Document excerpt —

###

The Treasury is considering whether to allow co-investors in its planned £500m Future Fund a 30 per cent tax break.
Treasury officials are debating whether to allow co-investments made through the government’s Future Fund tech start-up loan scheme to also qualify for the Enterprise Investment Scheme (EIS) tax break.
The Future Fund is due to launch later this month.
>See also: Future Fund – government tech start-up bailout scheme how it works
“It could fall one way or the other, but that is a discussion that is very live,” one source told the Telegraph.
The Future Fund will issue convertible loans between £125,000 to £5m to innovative companies that are facing financing difficulties due to the Covid-19 outbreak. These loans will have to be matched by private investors.
These loans will be for three years and will be charged at an interest rate of 8 per cent.
And to qualify, your start-ups needs to have raised at least £250,000 in equity investment over the last five years, to weed out true early stage start-ups.

###

Exercise 1 —
Decide whether each statement agrees with the Future Fund article, answering yes or no and quoting the words of the article that settle it: (a) The Future Fund's loans run for five years. (b) Loans from the Future Fund must be matched by private investors. (c) The Future Fund is planned at £500m.
Exercise 2 —
According to the Future Fund article, what interest rate will the loans carry?
Use only the Future Fund article to complete this.

###

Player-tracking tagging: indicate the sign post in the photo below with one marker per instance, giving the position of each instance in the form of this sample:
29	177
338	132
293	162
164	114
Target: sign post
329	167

###

Exercise result 1 —
(a) No: "These loans will be for three years"
(b) Yes: "These loans will have to be matched by private investors."
(c) Yes: "its planned £500m Future Fund"

Exercise result 2 —
8 per cent.